Print exactly the first lines of the records. Stop after the line containing "box: [448, 719, 615, 799]", and leave every picture out.

Collected data

>>>>>

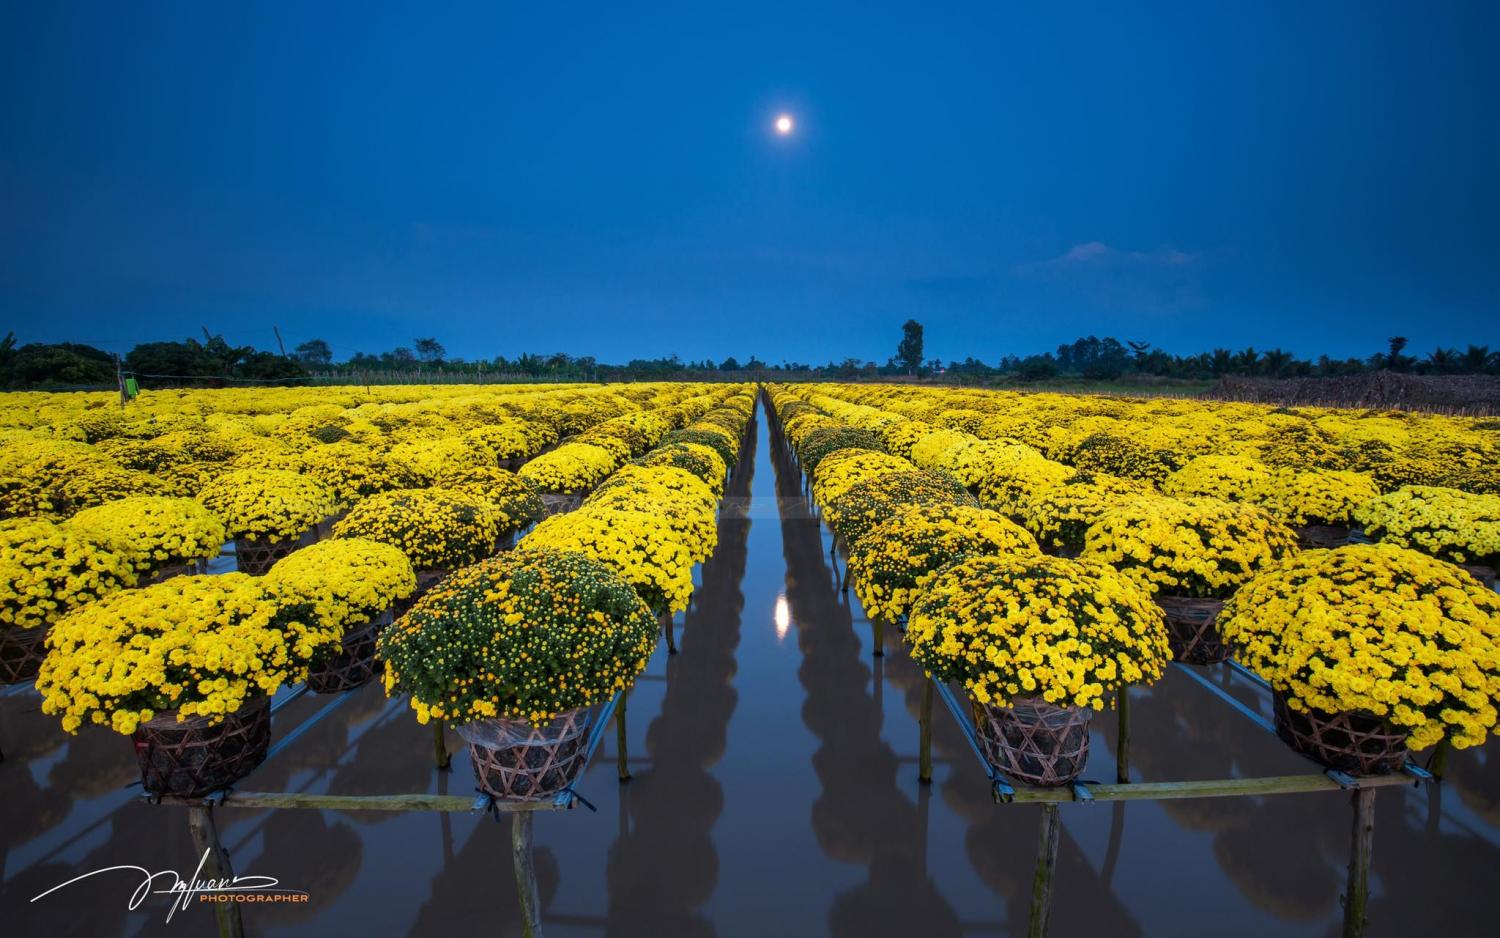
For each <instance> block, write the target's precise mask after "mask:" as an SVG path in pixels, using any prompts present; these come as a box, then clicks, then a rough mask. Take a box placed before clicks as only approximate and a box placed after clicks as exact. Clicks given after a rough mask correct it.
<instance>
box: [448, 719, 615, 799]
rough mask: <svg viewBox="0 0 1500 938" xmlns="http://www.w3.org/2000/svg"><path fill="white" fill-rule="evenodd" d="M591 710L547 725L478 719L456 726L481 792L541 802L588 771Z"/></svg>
mask: <svg viewBox="0 0 1500 938" xmlns="http://www.w3.org/2000/svg"><path fill="white" fill-rule="evenodd" d="M592 719H594V714H592V708H589V707H580V708H577V710H567V711H564V713H559V714H558V716H555V717H553V719H552V720H549V722H547V723H541V725H535V723H532V722H529V720H507V719H493V720H477V722H474V723H465V725H462V726H456V729H458V734H459V735H460V737H463V740H465V741H466V743H468V749H469V761H471V762H472V765H474V779H475V780H477V782H478V786H480V789H483V791H484V792H487V794H490V795H493V797H495V798H498V800H501V801H537V800H540V798H546V797H549V795H553V794H556V792H559V791H562V789H564V788H567V786H568V785H571V783H573V779H576V777H577V776H579V774H580V773H582V771H583V764H585V756H586V755H588V753H586V752H585V743H586V737H588V726H589V723H591V722H592Z"/></svg>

<<<<<

ANSWER BOX:
For each <instance> block, write the target's precise mask after "mask:" as an SVG path in pixels, using any prompts present; these come as a box, then clicks, then a rough mask. Take a box placed before clicks as only approximate and a box placed after clicks as exact. Clicks given after a rough mask correct it.
<instance>
box: [448, 719, 615, 799]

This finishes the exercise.